# What the exercise asks
Return the following data exactly, with all pictures left out.

*** Opening of Supplied records ***

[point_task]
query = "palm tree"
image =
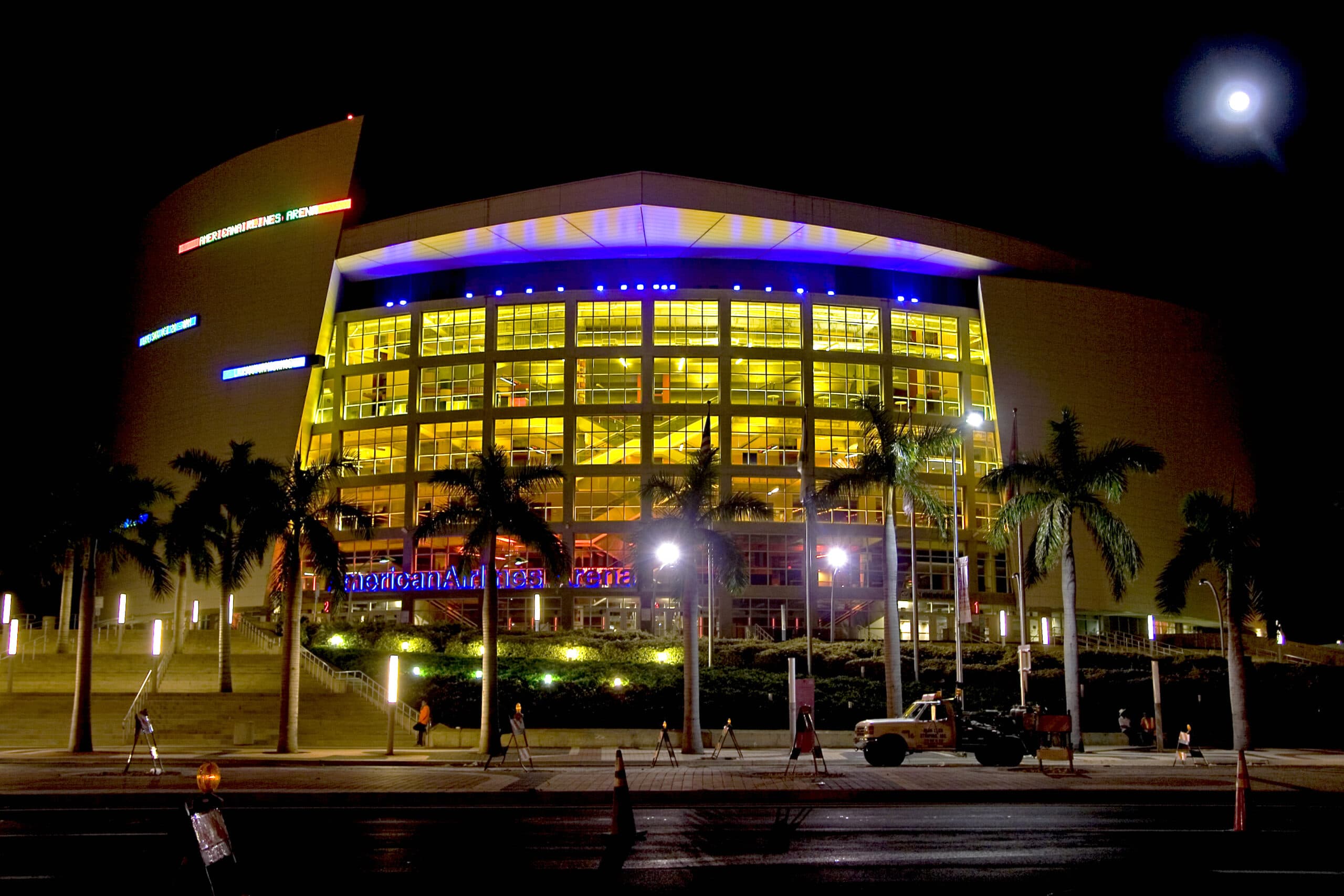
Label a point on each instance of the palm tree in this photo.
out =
(310, 505)
(685, 512)
(1070, 480)
(1217, 534)
(487, 500)
(229, 519)
(111, 515)
(894, 452)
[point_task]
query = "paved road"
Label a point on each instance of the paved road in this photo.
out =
(1054, 848)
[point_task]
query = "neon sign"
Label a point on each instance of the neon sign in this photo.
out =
(452, 581)
(169, 331)
(270, 367)
(265, 220)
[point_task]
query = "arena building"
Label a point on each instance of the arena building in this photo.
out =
(604, 327)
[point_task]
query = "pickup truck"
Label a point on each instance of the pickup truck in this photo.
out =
(996, 738)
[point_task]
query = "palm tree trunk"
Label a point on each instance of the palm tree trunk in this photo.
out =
(490, 743)
(915, 598)
(1069, 586)
(1237, 672)
(891, 630)
(691, 738)
(289, 671)
(81, 721)
(226, 624)
(68, 587)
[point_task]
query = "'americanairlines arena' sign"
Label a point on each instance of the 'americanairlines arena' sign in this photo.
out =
(450, 581)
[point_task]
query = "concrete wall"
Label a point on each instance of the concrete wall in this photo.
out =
(260, 296)
(1128, 367)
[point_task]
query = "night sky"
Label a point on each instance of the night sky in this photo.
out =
(1086, 143)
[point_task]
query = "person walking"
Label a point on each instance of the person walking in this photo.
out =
(423, 724)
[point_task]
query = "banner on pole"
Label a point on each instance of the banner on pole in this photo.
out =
(963, 590)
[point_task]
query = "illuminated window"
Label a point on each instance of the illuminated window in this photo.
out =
(924, 335)
(319, 450)
(686, 381)
(766, 324)
(839, 385)
(608, 324)
(326, 409)
(754, 381)
(452, 388)
(608, 381)
(455, 332)
(860, 508)
(927, 392)
(530, 327)
(766, 441)
(772, 559)
(608, 440)
(838, 442)
(382, 450)
(985, 452)
(784, 496)
(980, 397)
(377, 394)
(448, 445)
(978, 340)
(606, 498)
(531, 441)
(675, 438)
(382, 339)
(385, 503)
(686, 323)
(846, 328)
(529, 383)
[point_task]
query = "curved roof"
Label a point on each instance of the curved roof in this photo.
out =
(651, 215)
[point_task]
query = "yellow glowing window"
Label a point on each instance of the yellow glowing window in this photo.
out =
(385, 503)
(319, 450)
(608, 440)
(686, 381)
(608, 324)
(765, 441)
(985, 446)
(980, 397)
(839, 385)
(530, 327)
(924, 335)
(448, 445)
(978, 340)
(608, 381)
(377, 394)
(529, 383)
(675, 438)
(687, 323)
(457, 387)
(456, 332)
(382, 339)
(757, 381)
(927, 392)
(784, 496)
(601, 499)
(382, 450)
(846, 328)
(766, 324)
(531, 441)
(326, 409)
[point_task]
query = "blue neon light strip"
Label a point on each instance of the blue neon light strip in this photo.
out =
(167, 331)
(270, 367)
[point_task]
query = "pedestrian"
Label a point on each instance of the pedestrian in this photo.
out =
(423, 724)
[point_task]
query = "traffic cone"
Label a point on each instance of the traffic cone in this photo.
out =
(1244, 786)
(623, 813)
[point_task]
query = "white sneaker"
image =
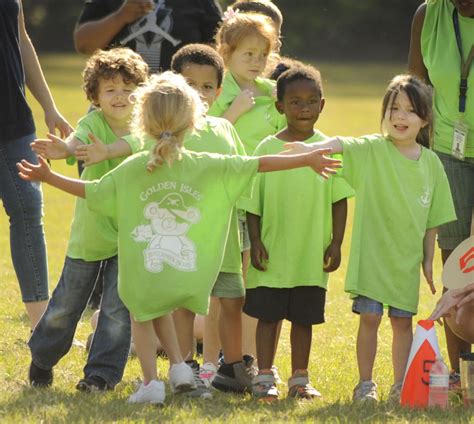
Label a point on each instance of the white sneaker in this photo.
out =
(154, 392)
(207, 373)
(181, 378)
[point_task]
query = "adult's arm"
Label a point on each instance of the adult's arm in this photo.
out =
(415, 57)
(37, 84)
(97, 34)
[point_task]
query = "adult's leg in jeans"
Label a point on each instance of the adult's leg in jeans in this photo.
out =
(23, 203)
(455, 345)
(111, 343)
(53, 335)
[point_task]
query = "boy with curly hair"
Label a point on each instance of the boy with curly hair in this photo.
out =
(109, 79)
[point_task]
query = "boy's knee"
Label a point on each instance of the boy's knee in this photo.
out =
(234, 305)
(370, 320)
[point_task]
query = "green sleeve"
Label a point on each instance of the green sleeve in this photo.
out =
(238, 175)
(355, 152)
(442, 206)
(239, 147)
(134, 143)
(340, 189)
(101, 196)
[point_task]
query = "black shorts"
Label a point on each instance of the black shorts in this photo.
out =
(302, 305)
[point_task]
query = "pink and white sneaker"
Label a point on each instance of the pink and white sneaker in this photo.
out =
(207, 373)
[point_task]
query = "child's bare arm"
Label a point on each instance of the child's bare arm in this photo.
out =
(43, 173)
(54, 147)
(258, 252)
(332, 256)
(334, 144)
(314, 159)
(428, 255)
(97, 152)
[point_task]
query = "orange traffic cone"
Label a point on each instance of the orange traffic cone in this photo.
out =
(423, 353)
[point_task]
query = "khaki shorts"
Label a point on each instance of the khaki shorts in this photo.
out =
(228, 285)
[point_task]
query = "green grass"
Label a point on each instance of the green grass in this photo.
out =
(354, 94)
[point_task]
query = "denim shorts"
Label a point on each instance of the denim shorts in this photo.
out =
(460, 175)
(364, 305)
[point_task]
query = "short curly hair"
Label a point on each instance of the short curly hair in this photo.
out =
(107, 64)
(264, 7)
(299, 72)
(198, 54)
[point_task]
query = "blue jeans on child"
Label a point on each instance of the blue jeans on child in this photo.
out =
(53, 336)
(23, 203)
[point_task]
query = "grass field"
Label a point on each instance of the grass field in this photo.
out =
(354, 94)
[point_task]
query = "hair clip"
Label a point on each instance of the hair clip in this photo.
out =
(229, 14)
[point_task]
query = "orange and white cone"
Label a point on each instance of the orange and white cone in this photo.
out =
(423, 353)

*** Close of Supplied records ***

# Problem solution
[point_task]
query = "palm tree"
image =
Label a point on each instance of the palm tree in this photo.
out =
(310, 505)
(685, 512)
(1070, 480)
(1217, 534)
(487, 500)
(229, 519)
(111, 515)
(894, 452)
[point_task]
query = "paved road"
Label a point on each instance of the paved road in this photo.
out =
(1054, 848)
[point_task]
query = "neon sign"
Label a point on each instance of the neon sign in this photo.
out =
(452, 581)
(169, 331)
(270, 367)
(265, 220)
[point_task]
query = "arena building"
Label a point on each instance of the arena building in this photo.
out =
(604, 327)
[point_task]
query = "pickup truck"
Label a point on each instance of the pickup truck in this photo.
out =
(996, 738)
[point_task]
query = "palm tree trunk"
Label a point on each instance of the palm tree trunk in this photo.
out =
(490, 743)
(915, 598)
(1069, 586)
(1237, 672)
(891, 630)
(691, 738)
(289, 671)
(81, 721)
(226, 624)
(68, 587)
[point_task]
query = "'americanairlines arena' sign"
Label a point on each instance of the 'americanairlines arena' sign in this photo.
out =
(450, 581)
[point_task]
query = "concrete wall"
Label a point on each instance of the concrete wall in this photo.
out =
(260, 296)
(1128, 367)
[point_task]
query = "night sky"
Label a point on each instance of the night sky in this photo.
out =
(1086, 143)
[point_task]
query = "person walking"
Label a point on each instance of the person walking in this photo.
out =
(423, 724)
[point_task]
query = "banner on pole"
Label a point on each instance of the banner on pole in this photo.
out =
(963, 590)
[point_task]
query = "illuminated window"
Label a point on each instance of the illuminated window in this photo.
out =
(924, 335)
(319, 450)
(686, 381)
(766, 324)
(839, 385)
(608, 324)
(326, 409)
(754, 381)
(452, 388)
(608, 381)
(455, 332)
(860, 508)
(927, 392)
(530, 327)
(766, 441)
(772, 559)
(608, 440)
(838, 442)
(382, 450)
(985, 452)
(784, 496)
(980, 397)
(377, 394)
(448, 445)
(978, 340)
(606, 498)
(531, 441)
(675, 438)
(382, 339)
(385, 503)
(686, 323)
(846, 328)
(529, 383)
[point_task]
query = "curved roof"
Label a point on each instance of the curved roof in this photo.
out =
(651, 215)
[point_task]
query = "yellow glowing window"
Label a point on each instance of the yellow glowing window in this photo.
out =
(385, 503)
(319, 450)
(608, 440)
(686, 381)
(608, 324)
(765, 441)
(985, 446)
(980, 397)
(839, 385)
(530, 327)
(924, 335)
(448, 445)
(978, 340)
(608, 381)
(377, 394)
(529, 383)
(675, 438)
(687, 323)
(457, 387)
(456, 332)
(382, 339)
(757, 381)
(927, 392)
(784, 496)
(601, 499)
(382, 450)
(846, 328)
(766, 324)
(531, 441)
(326, 409)
[point_task]
query = "blue neon light strip"
Label a point on each instance of the blue neon light strip in this photo.
out =
(167, 331)
(270, 367)
[point_task]
query = "pedestrian"
Label a point on each instance of the pedestrian in this photo.
out =
(423, 724)
[point_task]
query = "traffic cone"
Label a point on each instance of the traffic cone in this photo.
out =
(1244, 786)
(623, 813)
[point_task]
query = "white sneaker"
image =
Label a point on each instance of the white sneaker in this photo.
out =
(154, 392)
(207, 373)
(181, 378)
[point_task]
query = "adult's arm"
Label a point on each instance of the adult's arm in this photo.
out =
(415, 57)
(37, 84)
(97, 34)
[point_task]
query = "adult's leg in jeans"
Label a point on each instance of the adult's leg in jeans in this photo.
out =
(23, 203)
(455, 345)
(111, 343)
(53, 335)
[point_task]
query = "boy with curly hair"
Label a point on each instance of the boy with curly hair in this photo.
out =
(109, 79)
[point_task]
query = "boy's knee"
Label a point on each instance of the boy's knee in this photo.
out =
(234, 305)
(370, 320)
[point_task]
query = "green sleeve"
Label a point on each instance of the green sleeve in this photo.
out =
(238, 175)
(355, 152)
(442, 206)
(239, 147)
(134, 143)
(340, 189)
(101, 196)
[point_task]
query = "black shorts"
Label a point on each instance of the black shorts in this photo.
out =
(302, 305)
[point_task]
query = "pink and white sneaker"
Label a point on each instance of the pink and white sneaker in this photo.
out =
(207, 373)
[point_task]
query = "child's bare arm"
Label a point on each instance of the child's bare arm in this photo.
out =
(43, 173)
(54, 147)
(258, 252)
(332, 256)
(334, 144)
(314, 159)
(428, 255)
(97, 152)
[point_task]
query = "orange traffic cone"
Label a point on each instance of the orange traffic cone in this photo.
out =
(423, 353)
[point_task]
query = "khaki shorts"
Label a point on each instance of the khaki shorts in this photo.
out =
(228, 285)
[point_task]
query = "green grass"
Label a point on each instance of the green grass in this photo.
out =
(354, 94)
[point_task]
query = "denim shorts"
Label a point on each instance of the denim shorts in this photo.
out =
(460, 175)
(364, 305)
[point_task]
query = "short curly hair"
Label a point on each instance of the short curly hair in this photo.
out =
(107, 64)
(264, 7)
(299, 72)
(198, 54)
[point_task]
query = "blue jeans on child"
Label a point on each instance of the blue jeans on child in this photo.
out =
(53, 336)
(23, 203)
[point_task]
query = "grass field"
Label a point on each instance of the grass field in this photo.
out =
(354, 94)
[point_task]
query = "hair clip"
Label a point on each instance of the hair clip in this photo.
out =
(229, 14)
[point_task]
query = "orange and white cone"
Label a point on each instance of the orange and white cone in this photo.
out =
(423, 353)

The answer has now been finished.